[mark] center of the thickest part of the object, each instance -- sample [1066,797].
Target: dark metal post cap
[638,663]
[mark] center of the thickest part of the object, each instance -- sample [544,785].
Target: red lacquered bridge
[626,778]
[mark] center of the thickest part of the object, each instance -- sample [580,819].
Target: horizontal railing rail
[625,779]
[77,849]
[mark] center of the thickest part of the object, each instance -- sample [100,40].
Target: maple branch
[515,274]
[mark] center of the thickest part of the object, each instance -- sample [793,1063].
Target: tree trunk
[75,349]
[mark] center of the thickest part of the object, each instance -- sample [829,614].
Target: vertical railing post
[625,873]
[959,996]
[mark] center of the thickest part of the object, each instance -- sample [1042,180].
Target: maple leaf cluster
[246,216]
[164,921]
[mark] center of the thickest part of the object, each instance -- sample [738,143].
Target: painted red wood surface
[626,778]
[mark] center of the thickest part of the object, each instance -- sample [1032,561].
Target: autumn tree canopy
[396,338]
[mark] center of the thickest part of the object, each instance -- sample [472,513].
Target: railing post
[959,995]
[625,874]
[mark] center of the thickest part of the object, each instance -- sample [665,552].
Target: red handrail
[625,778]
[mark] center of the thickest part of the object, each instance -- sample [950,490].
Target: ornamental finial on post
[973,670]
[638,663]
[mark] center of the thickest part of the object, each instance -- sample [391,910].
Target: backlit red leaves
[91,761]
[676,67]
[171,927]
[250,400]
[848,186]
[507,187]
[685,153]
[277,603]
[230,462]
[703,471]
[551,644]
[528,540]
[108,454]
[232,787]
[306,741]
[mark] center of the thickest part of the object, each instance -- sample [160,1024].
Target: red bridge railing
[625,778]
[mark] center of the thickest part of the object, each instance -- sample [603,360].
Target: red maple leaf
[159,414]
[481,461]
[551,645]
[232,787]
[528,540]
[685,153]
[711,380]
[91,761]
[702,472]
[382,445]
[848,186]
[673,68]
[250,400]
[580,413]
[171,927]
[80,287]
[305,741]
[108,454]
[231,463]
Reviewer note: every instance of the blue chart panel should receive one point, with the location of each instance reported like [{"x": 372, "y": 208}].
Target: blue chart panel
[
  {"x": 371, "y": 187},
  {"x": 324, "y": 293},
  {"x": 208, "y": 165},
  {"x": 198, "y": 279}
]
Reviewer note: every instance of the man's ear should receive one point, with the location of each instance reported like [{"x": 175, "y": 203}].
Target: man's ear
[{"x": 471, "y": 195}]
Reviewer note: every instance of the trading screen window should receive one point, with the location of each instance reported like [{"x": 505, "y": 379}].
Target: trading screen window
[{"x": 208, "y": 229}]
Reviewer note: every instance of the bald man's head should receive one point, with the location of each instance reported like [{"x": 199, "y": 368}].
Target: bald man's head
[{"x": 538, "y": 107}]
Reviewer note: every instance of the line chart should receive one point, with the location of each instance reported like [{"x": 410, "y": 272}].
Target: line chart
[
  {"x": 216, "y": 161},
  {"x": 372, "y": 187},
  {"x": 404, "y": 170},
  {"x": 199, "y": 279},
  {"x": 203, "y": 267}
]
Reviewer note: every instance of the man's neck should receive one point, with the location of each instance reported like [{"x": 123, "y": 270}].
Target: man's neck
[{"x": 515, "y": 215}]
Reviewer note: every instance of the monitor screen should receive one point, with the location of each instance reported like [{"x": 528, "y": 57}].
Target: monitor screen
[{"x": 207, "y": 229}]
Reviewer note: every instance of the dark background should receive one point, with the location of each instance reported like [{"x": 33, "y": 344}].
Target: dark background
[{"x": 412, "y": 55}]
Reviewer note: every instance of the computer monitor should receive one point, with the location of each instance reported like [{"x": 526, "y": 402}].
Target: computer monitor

:::

■ PROBLEM TO WORK ON ■
Copy the entries word for word. Start at the first line and end with the line containing "-- sample [580,819].".

■ RESPONSE ■
[mark] center of the thickest part of the object, each instance -- sample [1066,797].
Target: dark metal post cap
[638,663]
[mark] center of the thickest part of the object, each instance -- sample [544,785].
Target: red lacquered bridge
[626,778]
[mark] center of the thickest part of the object, each instance -- sample [580,819].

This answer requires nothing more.